> [Passage]:
----

= Regencycore =

2020s aesthetic trend

Regencycore, or sometimes royalcore, is a fashion style and internet aesthetic inspired by clothing worn in early 19th-century Europe. The rise of regencycore is widely attributed to the popularity of the Netflix television series Bridgerton, which takes place in a fictionalized version of Regency-era Britain and premiered at the end of 2020.

== History ==

The enduring popularity of the English author Jane Austen led to a long tradition of fiction inspired by works like Pride and Prejudice or Emma, including movie and television adaptations as well as the romance novel sub-genre of Regency romance, established by the historical novelist Georgette Heyer. Among these include the series Bridgerton, which was adapted for television by Netflix in 2020. The series' lead costume designer is Ellen Mirojnick, who chose to create an anachronistic and exaggerated version of Regency fashion that would feel "scandalous and modern." Mirojnick found inspiration in the 1950s and 1960s, particularly Dior's New Look. Although the empire waist silhouette was maintained, elements that were common during the Regency era such as bonnets and muslin fabric were eliminated, and detail and color were added with embellishments such as glitter and fabrics like organza or tulle.

----

> [Data extracts]:
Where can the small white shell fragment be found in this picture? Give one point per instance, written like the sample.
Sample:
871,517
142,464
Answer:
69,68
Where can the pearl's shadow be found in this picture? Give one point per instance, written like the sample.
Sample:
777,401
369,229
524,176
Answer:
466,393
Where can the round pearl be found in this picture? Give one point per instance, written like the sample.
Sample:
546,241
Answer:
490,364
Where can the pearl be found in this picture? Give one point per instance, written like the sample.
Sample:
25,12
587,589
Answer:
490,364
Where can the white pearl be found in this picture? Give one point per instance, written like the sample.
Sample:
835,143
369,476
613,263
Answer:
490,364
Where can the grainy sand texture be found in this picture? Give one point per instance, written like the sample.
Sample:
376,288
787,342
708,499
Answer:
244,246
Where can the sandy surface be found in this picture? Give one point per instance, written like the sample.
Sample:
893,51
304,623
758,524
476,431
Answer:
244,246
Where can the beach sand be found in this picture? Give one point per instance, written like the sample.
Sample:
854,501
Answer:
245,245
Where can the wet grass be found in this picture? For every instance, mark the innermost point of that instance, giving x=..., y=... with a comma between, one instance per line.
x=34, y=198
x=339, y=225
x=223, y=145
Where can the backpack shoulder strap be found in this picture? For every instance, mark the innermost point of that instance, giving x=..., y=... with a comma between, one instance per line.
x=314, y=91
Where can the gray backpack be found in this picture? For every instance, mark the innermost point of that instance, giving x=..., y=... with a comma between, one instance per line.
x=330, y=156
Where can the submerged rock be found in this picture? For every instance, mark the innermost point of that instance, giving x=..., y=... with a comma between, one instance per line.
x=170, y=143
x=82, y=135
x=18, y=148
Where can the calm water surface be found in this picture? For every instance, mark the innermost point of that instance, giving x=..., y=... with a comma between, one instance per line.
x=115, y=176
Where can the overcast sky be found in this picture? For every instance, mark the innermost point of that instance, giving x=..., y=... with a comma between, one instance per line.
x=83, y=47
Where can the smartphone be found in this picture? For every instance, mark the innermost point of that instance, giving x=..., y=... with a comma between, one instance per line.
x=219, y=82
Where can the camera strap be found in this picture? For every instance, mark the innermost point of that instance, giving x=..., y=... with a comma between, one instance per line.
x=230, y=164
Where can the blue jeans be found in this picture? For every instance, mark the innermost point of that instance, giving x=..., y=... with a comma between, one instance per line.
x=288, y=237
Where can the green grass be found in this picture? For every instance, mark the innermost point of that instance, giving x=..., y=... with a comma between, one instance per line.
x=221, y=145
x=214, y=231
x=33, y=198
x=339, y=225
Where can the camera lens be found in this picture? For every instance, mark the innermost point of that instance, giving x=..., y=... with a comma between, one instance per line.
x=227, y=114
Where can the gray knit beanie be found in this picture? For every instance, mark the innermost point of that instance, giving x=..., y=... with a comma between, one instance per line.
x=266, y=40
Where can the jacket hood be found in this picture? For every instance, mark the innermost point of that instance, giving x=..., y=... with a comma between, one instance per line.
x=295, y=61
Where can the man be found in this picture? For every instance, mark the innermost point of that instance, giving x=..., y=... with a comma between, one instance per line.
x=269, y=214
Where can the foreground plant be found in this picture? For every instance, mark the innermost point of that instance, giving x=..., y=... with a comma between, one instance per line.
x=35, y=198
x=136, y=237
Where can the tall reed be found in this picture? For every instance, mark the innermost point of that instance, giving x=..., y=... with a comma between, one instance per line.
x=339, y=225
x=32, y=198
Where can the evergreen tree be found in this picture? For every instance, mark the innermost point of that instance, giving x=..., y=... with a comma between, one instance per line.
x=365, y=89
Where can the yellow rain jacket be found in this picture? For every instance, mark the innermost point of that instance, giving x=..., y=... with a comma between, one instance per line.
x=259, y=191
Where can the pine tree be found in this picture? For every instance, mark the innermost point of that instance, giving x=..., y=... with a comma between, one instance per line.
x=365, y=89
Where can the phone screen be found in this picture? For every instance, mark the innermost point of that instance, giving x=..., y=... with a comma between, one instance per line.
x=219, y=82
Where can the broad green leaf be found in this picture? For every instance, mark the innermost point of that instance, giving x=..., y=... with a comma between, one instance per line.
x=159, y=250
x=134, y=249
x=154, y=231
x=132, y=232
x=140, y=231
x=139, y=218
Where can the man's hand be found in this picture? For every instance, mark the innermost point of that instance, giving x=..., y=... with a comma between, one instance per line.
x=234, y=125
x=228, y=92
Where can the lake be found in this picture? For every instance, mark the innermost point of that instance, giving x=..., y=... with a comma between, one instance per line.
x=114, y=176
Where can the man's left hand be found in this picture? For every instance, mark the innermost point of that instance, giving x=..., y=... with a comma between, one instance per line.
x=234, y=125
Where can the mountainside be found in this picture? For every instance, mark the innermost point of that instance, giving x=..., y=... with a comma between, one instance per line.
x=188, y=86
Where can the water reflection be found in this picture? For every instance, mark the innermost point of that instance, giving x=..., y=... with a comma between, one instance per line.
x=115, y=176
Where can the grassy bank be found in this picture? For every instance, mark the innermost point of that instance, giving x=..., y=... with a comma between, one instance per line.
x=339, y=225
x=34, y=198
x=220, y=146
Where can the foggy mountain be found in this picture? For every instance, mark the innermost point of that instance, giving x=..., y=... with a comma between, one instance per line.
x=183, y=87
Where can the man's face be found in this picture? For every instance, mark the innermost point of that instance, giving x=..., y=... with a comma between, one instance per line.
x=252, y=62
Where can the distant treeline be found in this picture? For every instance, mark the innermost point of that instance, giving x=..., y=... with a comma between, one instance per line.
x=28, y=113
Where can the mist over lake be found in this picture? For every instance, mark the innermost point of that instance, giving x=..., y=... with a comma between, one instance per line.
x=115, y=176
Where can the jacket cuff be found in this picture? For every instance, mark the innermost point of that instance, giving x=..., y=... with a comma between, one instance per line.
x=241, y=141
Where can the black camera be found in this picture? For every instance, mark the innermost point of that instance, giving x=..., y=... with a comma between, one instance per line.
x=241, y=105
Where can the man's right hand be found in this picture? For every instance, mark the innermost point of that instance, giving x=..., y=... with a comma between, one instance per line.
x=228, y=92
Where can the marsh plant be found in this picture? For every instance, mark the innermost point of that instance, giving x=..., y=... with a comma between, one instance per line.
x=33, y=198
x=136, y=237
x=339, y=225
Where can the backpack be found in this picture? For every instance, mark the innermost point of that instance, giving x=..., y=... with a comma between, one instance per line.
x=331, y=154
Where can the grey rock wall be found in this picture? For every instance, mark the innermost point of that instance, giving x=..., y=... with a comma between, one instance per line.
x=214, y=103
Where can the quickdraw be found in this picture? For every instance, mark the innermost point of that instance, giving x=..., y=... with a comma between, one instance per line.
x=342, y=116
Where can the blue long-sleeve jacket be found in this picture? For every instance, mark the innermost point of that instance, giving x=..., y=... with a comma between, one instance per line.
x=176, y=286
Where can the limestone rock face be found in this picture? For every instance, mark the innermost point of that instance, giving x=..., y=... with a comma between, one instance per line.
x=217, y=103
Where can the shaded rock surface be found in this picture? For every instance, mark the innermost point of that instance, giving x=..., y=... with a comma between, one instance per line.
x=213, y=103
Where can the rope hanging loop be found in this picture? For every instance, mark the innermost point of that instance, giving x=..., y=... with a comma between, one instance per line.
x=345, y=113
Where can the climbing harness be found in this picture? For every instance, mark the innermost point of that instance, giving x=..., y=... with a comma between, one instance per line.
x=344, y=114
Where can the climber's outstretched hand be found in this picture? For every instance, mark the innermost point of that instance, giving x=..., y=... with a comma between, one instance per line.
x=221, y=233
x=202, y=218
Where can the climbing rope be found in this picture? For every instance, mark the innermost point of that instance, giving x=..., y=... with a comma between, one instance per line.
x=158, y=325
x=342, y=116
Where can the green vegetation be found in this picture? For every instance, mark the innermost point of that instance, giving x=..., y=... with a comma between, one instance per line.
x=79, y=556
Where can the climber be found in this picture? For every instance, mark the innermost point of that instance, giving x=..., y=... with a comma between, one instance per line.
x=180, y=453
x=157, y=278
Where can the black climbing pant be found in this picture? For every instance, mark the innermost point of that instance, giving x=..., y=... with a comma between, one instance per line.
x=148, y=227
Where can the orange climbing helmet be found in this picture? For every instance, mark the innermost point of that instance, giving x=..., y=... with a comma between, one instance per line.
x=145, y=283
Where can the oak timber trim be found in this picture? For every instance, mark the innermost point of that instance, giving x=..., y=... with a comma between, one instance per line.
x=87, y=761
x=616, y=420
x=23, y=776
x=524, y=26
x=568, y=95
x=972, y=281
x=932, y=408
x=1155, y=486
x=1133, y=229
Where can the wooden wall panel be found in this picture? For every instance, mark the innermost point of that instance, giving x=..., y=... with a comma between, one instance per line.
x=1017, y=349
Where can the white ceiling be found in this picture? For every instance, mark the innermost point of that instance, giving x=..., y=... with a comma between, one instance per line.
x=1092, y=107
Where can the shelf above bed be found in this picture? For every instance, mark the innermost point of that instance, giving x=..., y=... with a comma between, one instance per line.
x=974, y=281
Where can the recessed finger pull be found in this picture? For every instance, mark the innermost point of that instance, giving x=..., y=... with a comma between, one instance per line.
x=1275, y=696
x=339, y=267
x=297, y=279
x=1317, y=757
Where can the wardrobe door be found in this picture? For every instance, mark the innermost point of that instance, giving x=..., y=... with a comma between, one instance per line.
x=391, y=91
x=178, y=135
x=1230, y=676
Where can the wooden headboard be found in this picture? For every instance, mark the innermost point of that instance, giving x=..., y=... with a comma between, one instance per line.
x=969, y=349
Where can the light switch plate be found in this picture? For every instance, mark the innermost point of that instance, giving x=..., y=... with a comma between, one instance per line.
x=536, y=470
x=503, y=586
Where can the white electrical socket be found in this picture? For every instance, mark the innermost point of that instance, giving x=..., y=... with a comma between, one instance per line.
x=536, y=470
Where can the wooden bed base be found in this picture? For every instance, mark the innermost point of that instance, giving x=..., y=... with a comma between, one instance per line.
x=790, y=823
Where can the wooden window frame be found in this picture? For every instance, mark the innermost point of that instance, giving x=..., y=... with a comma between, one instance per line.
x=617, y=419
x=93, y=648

----

> [Work instruction A]:
Answer these questions using the regencycore passage:
(i) Which television series is the rise of regencycore widely attributed to?
(ii) Which historical novelist established the Regency romance sub-genre?
(iii) What design by Dior did Mirojnick draw inspiration from?
> [Work instruction B]:
Please repeat the regencycore passage word for word, starting with "Regencycore, or sometimes" and going on through "end of 2020.".
The rows have nothing to do with what comes next.

> [Answer area A]:
(i) Bridgerton
(ii) Georgette Heyer
(iii) Dior's New Look

> [Answer area B]:
Regencycore, or sometimes royalcore, is a fashion style and internet aesthetic inspired by clothing worn in early 19th-century Europe. The rise of regencycore is widely attributed to the popularity of the Netflix television series Bridgerton, which takes place in a fictionalized version of Regency-era Britain and premiered at the end of 2020.